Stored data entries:
· · · · · · ·

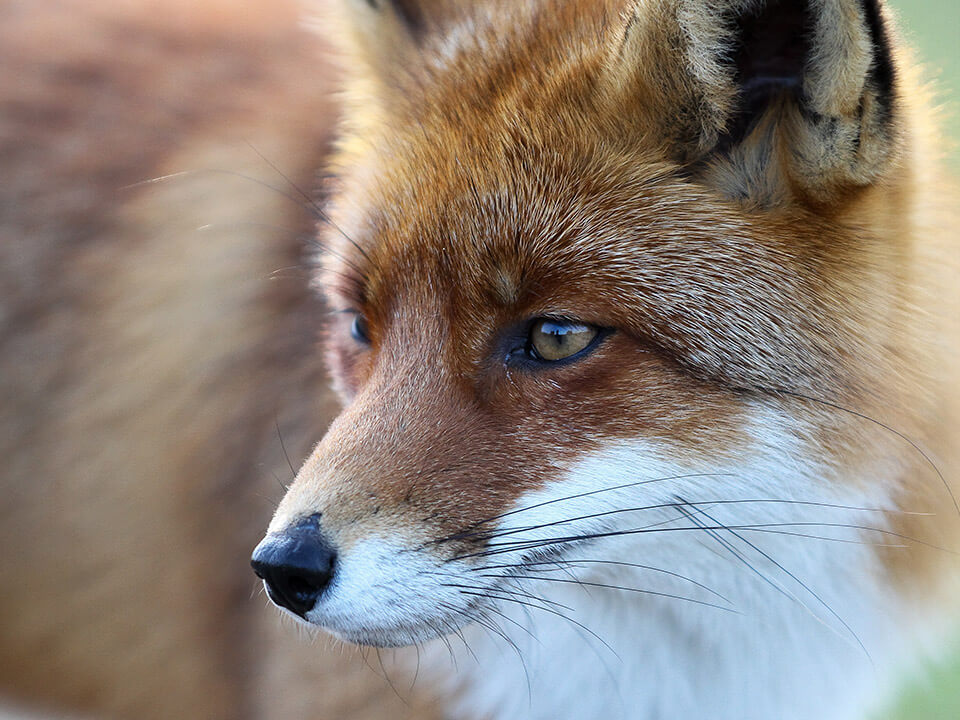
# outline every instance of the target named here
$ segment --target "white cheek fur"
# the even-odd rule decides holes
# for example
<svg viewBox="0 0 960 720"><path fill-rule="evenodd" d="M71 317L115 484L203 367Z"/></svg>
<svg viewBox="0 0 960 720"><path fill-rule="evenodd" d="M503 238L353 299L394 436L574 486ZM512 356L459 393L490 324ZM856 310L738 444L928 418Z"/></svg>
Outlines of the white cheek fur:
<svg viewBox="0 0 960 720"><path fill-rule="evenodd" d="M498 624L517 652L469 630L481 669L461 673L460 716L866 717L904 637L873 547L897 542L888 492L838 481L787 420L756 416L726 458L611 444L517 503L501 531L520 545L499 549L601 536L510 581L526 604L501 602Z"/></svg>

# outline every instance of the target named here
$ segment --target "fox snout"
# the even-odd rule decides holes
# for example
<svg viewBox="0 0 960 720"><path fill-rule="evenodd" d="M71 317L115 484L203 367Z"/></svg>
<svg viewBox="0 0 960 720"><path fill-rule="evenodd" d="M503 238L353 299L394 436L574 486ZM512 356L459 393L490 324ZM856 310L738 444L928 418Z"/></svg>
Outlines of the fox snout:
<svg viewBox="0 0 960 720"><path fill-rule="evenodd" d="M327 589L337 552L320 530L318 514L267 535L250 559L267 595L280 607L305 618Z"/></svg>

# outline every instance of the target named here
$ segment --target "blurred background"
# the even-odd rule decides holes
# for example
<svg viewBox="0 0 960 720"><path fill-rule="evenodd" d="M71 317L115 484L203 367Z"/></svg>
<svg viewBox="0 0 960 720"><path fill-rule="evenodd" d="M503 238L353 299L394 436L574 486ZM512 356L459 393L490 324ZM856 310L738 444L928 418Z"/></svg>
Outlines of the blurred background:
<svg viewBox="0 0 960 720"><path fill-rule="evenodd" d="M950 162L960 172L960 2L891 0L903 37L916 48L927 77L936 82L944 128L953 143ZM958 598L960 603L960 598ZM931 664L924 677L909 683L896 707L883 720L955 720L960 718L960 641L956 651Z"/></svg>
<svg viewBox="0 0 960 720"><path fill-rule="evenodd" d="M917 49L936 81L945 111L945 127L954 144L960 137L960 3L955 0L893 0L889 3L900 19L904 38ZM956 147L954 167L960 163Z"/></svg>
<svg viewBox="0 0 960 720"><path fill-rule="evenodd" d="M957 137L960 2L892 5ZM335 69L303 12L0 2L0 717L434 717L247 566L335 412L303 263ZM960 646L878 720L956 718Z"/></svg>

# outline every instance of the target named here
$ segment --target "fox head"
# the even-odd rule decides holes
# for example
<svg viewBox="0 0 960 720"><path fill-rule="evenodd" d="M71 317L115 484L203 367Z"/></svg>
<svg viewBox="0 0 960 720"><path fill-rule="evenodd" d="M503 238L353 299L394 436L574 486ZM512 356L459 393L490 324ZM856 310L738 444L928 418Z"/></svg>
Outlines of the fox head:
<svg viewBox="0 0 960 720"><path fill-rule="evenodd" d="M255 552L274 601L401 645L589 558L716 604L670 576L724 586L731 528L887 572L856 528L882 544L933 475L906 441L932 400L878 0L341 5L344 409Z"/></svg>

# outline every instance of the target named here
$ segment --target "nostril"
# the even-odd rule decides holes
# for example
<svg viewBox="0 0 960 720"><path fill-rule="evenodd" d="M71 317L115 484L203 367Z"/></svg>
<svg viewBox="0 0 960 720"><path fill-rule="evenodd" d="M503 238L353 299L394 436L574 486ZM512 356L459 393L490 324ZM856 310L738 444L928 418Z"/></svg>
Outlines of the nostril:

· · · · · · ·

**WHAT IS BEING ASKED:**
Within the entries above, find the string "segment" and return each line that holds it.

**SOLUTION:**
$ segment --target "white cheek fur"
$ segment --target "fox snout"
$ segment --target "blurred background"
$ segment --target "fox head"
$ segment --target "nostril"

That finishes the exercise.